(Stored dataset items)
··········
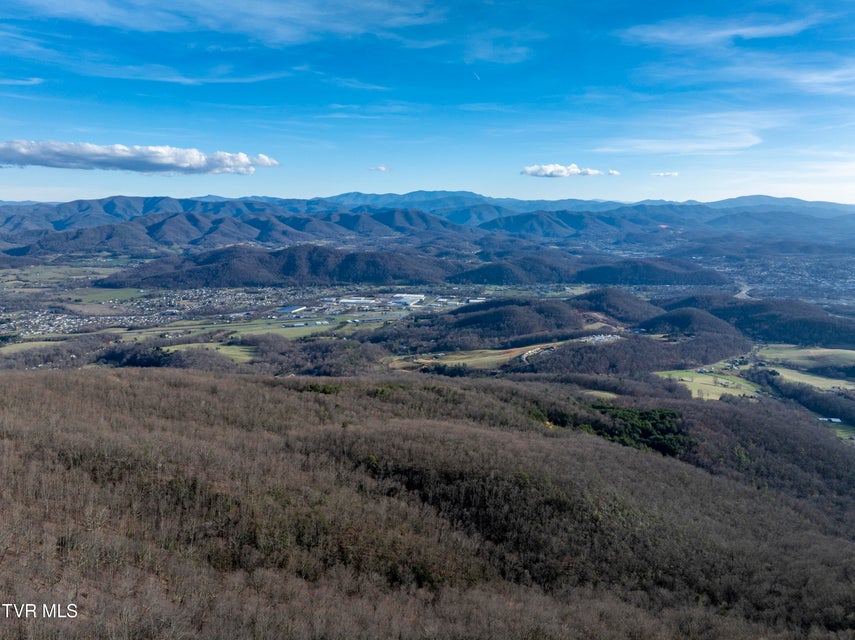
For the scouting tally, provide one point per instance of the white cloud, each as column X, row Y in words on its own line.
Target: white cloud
column 25, row 82
column 153, row 159
column 679, row 143
column 559, row 171
column 273, row 21
column 703, row 32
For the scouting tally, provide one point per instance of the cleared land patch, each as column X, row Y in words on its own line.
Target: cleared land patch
column 477, row 359
column 797, row 357
column 711, row 386
column 820, row 382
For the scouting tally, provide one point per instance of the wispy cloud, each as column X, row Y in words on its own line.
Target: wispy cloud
column 699, row 145
column 142, row 159
column 500, row 46
column 23, row 82
column 272, row 21
column 560, row 171
column 704, row 32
··········
_YOUR OBJECTIVE_
Copy the records from their start through the line containing "column 273, row 21", including that line. Leave out the pictures.

_EXERCISE RESPONSE_
For the scouting tally, provide one point per instance of the white cloud, each as column X, row Y in words on its own line.
Target: white cloud
column 25, row 82
column 153, row 159
column 679, row 143
column 559, row 171
column 273, row 21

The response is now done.